*Stated goal 1:* List the purposes the post on Scottish independence echo chambers below gives for climbing into the unionist echo chamber.
*Stated goal 2:* Extend the post on Scottish independence echo chambers below with a few more paragraphs, picking up after its final sentence.

*Document:*
──────────

Wednesday, 16 March 2016

Echo chamber tourism: questions every unionist should answer

The Scottish Independence debate is currently characterised by rather polarised opinion, with different entrenched points of view being repeated unopposed in the echo chambers of rival camps. The release of GERS figures last week gave me an opportunity to quit the autonomist bubble and spend some time in the unionist echo chamber as I participated in various online discussions about the figures with people who felt they undermined the case for Scottish Independence.

I think it is always a good idea to get out of your comfort zone, leave the pro-independence bubble for a while, and climb into the unionist echo chamber, to get some perspective, gain an appreciation of your opponent's point of view, and avoid confirmation bias. As Aristotle said, the sign of an educated mind is the ability to entertain a point of view without necessarily accepting it.

Unsurprisingly, in the unionist echo chamber you find that the people who are often reduced to mere caricatures within the narrow confines of exclusively pro-independence discourse are in fact just like us, and we (the pro-independence group) in turn provide the raw material of casual derision there. Like us, they often have a strong sentimental attachment to a particular identity, in their case British. They are utterly convinced they are right: their heterodoxy is not part of some cunning ploy. There is the same spectrum of reasonableness, from individuals with whom one can engage in meaningful, informed debate, and with whom one can respectfully disagree on some issues and find common ground on others, to tribalistic simpletons who spurn every offer of intellectual intercourse from their perceived enemy as if it was a potential threat.

There are some differences. There is a sense of confusion, disappointment and anger that old certainties are being questioned, unnecessarily as they see it. This conservatism, with a small 'c', sees a tendency to be more relaxed with positions like climate change denial and structural misogyny, championed by pillars of conservatism such as the Daily Mail and the Telegraph, than one finds among advocates of Scottish Independence.

This is important because it sometimes seems the logical apparatus of positions such as climate change denial is adopted by unionists in their opposition to Scottish Independence. For example, the selectivity with which climate change deniers approach evidence is also manifested in the way unionists handle economic figures, with data examined over whatever time period results in a trend that supports their argument irrespective of the requirements of objectivity, even if it is a blatantly unrepresentative snapshot describing a specific set of circumstances, such as the recent GERS figures.

Those formulating the unionist position are faced with the challenge of ensuring it isn't weighed down with this baggage: making sure it doesn't become just one more cause espoused by those whose privileges are eroded by post-imperial decline and who lash out quixotically with a spurious sense of victimhood against a variety of targets such as fox hunt bans and, indeed, wind farms, and so, as a cause, is just as easily dismissed as those other tantrums.

──────────

*Extracted data:*
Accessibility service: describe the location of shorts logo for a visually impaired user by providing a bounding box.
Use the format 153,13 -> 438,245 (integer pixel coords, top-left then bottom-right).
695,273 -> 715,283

──────────

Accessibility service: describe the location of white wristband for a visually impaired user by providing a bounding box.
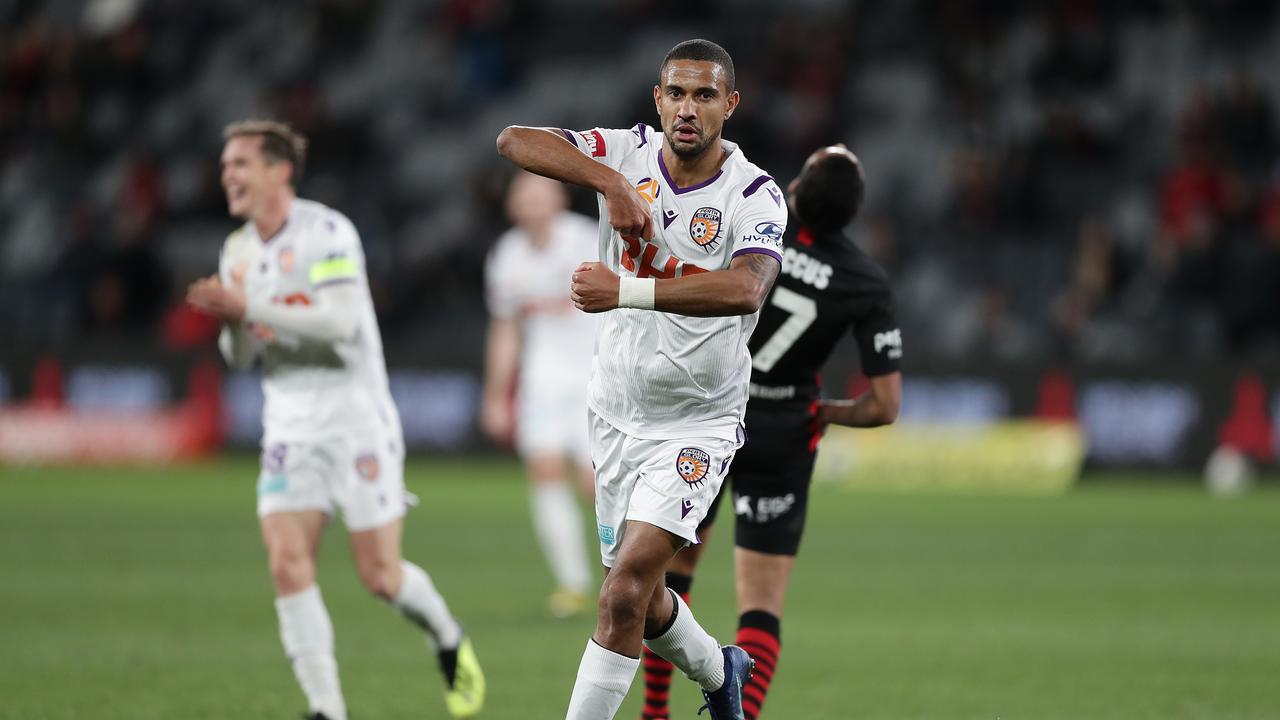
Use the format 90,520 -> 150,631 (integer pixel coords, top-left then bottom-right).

──────────

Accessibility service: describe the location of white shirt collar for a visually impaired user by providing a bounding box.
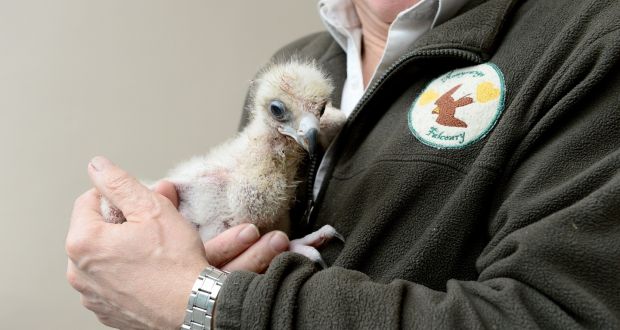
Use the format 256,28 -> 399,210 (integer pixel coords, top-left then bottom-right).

──────────

*Answer 1:*
- To get some perspective
- To gain an appreciation of your opponent's point of view
- To avoid confirmation bias

*Answer 2:*
In contrast, supporters of Scottish Independence are promoting a disruptive and innovative point of view and so are more often allied with other progressive positions reliant on well constructed logically coherent arguments and properly evaluated evidence to achieve the necessary penetration for these points of view. The challenge for those formulating the pro-independence position is ensuring its advocates stay positive, focussed and respectful, to convince others, and where disagreement remains, that it is not dismissed, but forms the basis of a stimulating contest rather than a disgruntled and bad tempered dispute.

It seems there are some unionists who are less satisfied with their victory in the recent referendum than their opponents are with the manner of their own defeat. It is clear that the reason for this is that the objective for these unionists was not really to secure a majority in the vote, despite the way the campaigns were conducted, but to eliminate the pro-independence position entirely, and there is resentment in some quarters that we are still here at all. Unionists continually bring up the issue of a second independence referendum as a result, portraying the merest possibility of one as a massive threat, while accusing their opponents of a degree of obsession only they are displaying. What really threatens them is that support for Scottish Independence should continue at all in any form. For them the choice is between nostalgia and anarchy, and no politically reasonable victory can ever be decisive enough.

Many unionists will not be persuaded to change their minds by us, for the very same reasons many advocates of Scottish Independence will not be persuaded to change their minds by them: given that many of the questions involved are only answerable in hindsight, sentimental attachment to identity determines their opinion. Nevertheless, there are questions we can reasonably ask, even if the most we can hope to achieve is acknowledgement of this irrational aspect of entrenched viewpoints.

We should remember our challenge is to minimise but not to eradicate the irrational. The procedures we use to implement our priorities must be governed by rational considerations, but those priorities themselves have irrational influences, and to pretend otherwise is actually a form of tyranny. Politics is the accommodation of contradictory priorities formulated on an irrational basis. Politics is the reconciliation of two wrong answers, not the promotion of single right answer. That is an administrative and technocratic issue. For example, Scottish Independence should be handled as a matter of domestic Scottish politics, whereas climate change should be dealt with administratively and globally on the basis of the recent Paris agreement.  

So what are the questions every unionist should be able to answer? Let's consider the recent GERS figures and the challenge they pose.

Question 1: either Scotland's current fiscal position is confronted by a short term or a long term challenge. Which is it?

If it is a short term challenge, would you not agree it is the competence of the government of the day rather than the credibility of independence per se that is in question when dealing with it effectively?

Today George Osborne presents his 2016 budget, and a variety of fiscal challenges confronting the UK will be discussed at Westminster. No-one argues that any of these challenges mean the UK should alter its constitutional status and give up its independence. Osborne's incompetence is not mitigated by surrendering sovereignty. So why should the merest possibility that a Scottish government might not perform perfectly when confronted by a short term fiscal challenge be a reason to continue to be denied self-determination?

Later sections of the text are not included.